▶ **Selected extract**
========================
All the traits of love are either things negative we don't do or things positive which we do! Either way, it takes much work to love other people. If we can only love perfect people then we will never know love and we would never have any friends. That's sad!  In none of the traits listed for love are emotions of paramount importance. Love us much more than a feeling.  It's a doing! This is emphasized by a command:
John 13:34 "A new commandment I give unto you, That ye love one another; as I have loved you, that ye also love one another."
Emotions are automatic. We have emotions because we respond to stimuli. Jesus commands us to love each other. By commanding that implies that we're to "do" the thing he commands. "Doing things" takes effort and effort is work!

Back to my contention that hate and love are not antonyms: It takes work to love, but hate is instinctual. Even children who are nurtured will display tantrums when they fail to get what they want. If that happens enough it grows into resentment and resentment into dislike and dislike into hate! Many grown children hate parents who nurtured them well and kept harmful things from them!  I said hateful things when I was immature. I had a loving father. He sacrificed much for us all. His children came first, but because one time I didn't get my way, I said "I wish Dad was dead; then I could do what I want!".  Now I would give all my possessions if I had my Dad back because I truly love him.
========================
▶ **Data provided**
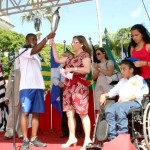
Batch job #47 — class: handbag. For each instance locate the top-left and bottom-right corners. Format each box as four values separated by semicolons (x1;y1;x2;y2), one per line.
106;63;122;85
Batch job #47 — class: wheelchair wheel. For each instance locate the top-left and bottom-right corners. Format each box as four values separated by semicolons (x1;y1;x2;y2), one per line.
143;103;150;150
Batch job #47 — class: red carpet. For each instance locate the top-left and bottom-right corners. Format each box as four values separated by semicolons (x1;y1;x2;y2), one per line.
0;131;84;150
0;91;95;150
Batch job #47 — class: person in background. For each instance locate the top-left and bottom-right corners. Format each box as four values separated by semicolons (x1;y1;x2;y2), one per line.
19;32;55;150
100;58;148;140
50;35;91;150
93;47;114;114
4;69;23;140
130;24;150;91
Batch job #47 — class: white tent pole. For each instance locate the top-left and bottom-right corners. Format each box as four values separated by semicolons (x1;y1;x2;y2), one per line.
95;0;102;47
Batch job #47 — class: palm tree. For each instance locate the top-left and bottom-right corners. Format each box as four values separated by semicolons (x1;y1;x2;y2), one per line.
22;6;53;38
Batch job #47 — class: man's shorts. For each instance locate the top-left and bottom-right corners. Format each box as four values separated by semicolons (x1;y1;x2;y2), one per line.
20;89;45;113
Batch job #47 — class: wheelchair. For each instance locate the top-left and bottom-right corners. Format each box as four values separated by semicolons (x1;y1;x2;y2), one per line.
128;94;150;150
86;94;150;150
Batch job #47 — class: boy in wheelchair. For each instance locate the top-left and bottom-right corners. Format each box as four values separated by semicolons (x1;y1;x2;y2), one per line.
100;58;149;140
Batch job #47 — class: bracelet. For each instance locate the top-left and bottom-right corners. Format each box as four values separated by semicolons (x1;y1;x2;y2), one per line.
45;37;48;42
74;67;78;71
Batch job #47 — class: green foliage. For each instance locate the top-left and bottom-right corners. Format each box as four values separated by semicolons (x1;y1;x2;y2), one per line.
0;29;25;79
40;43;72;65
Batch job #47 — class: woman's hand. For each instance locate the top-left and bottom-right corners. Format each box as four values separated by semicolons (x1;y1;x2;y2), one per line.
65;68;74;74
99;94;106;105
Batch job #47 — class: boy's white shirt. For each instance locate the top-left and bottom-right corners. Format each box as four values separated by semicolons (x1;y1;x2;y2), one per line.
19;48;45;90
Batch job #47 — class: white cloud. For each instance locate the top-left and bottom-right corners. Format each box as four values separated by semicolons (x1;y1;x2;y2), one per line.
130;6;142;18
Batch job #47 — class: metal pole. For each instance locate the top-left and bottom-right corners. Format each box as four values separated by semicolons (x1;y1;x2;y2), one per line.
11;64;16;150
95;0;102;47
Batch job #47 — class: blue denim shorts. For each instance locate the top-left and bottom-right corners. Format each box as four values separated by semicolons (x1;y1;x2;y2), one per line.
20;89;45;113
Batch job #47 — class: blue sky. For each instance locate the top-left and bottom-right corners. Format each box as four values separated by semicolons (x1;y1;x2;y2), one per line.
9;0;150;45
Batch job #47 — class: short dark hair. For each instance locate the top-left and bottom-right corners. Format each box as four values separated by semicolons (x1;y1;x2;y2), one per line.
120;59;141;75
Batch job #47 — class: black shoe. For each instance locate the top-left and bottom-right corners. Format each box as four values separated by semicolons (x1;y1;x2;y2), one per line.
4;136;12;140
60;134;69;138
30;137;47;147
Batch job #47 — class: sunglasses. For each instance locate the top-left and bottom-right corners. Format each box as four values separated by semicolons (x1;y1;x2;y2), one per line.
96;53;101;56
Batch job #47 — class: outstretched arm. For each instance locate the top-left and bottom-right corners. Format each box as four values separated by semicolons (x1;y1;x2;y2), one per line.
31;32;55;55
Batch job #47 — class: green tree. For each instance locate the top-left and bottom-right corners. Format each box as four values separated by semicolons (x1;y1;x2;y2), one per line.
22;6;53;36
0;29;25;79
103;27;130;58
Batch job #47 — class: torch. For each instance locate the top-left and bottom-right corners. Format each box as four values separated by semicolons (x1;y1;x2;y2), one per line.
51;7;60;32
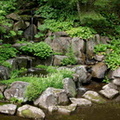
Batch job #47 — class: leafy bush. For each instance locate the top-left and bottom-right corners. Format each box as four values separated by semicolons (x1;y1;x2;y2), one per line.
21;42;53;59
95;39;120;70
0;44;18;67
61;46;77;65
10;68;27;79
66;27;96;39
0;69;74;101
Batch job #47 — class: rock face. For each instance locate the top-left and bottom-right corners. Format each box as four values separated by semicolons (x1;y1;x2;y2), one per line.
100;88;119;99
70;98;92;106
63;78;77;97
75;66;88;83
4;81;29;101
92;62;107;79
113;78;120;86
0;66;10;80
57;104;77;115
102;83;118;90
0;104;17;115
34;87;68;109
83;91;105;103
17;105;45;120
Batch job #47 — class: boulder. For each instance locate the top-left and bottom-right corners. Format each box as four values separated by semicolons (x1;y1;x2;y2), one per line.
70;98;92;107
75;65;88;83
92;62;107;79
94;55;105;62
34;87;69;109
112;78;120;86
17;105;45;120
99;88;119;99
102;83;118;90
63;78;77;97
0;66;10;80
57;104;77;115
0;104;17;115
83;91;105;103
112;67;120;78
53;55;67;66
4;81;29;101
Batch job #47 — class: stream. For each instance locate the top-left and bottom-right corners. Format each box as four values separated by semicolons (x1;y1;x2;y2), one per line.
0;103;120;120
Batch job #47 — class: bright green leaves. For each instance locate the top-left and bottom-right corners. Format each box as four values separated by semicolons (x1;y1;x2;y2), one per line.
66;27;96;39
21;42;53;59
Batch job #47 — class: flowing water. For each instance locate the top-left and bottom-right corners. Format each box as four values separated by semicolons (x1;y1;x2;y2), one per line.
========================
▶ **Activity A**
Write out, word for word, the stretch of the passage on love from "Back to my contention" through "truly love him.".
▶ **Activity B**
In the passage on love, which Bible verse is quoted as the command to love one another?
▶ **Activity C**
Extend the passage on love past its last sentence, carrying on in the same voice.

▶ **Expected output A**
Back to my contention that hate and love are not antonyms: It takes work to love, but hate is instinctual. Even children who are nurtured will display tantrums when they fail to get what they want. If that happens enough it grows into resentment and resentment into dislike and dislike into hate! Many grown children hate parents who nurtured them well and kept harmful things from them!  I said hateful things when I was immature. I had a loving father. He sacrificed much for us all. His children came first, but because one time I didn't get my way, I said "I wish Dad was dead; then I could do what I want!".  Now I would give all my possessions if I had my Dad back because I truly love him.

▶ **Expected output B**
John 13:34

▶ **Expected output C**
I've had friends who I've lost. I loved them because they were friends. Some I left behind when I moved or changed churches. They no longer keep in contact with me. Others I've lost because of conflict. I'm still friends with them, but it's doubtful that they are still my friends. That's sad, because when friendship is gone, it's because love is gone. All those things which make up love which I commented on above, are gone.

I like the term "BFF". That means "best friends forever". That's true with me! Any friend I have is a friend forever because I will never cease loving my friends! They don't have to be "best friends" for this to be true, but any friend. Love is forever! Friends are meant to be forever!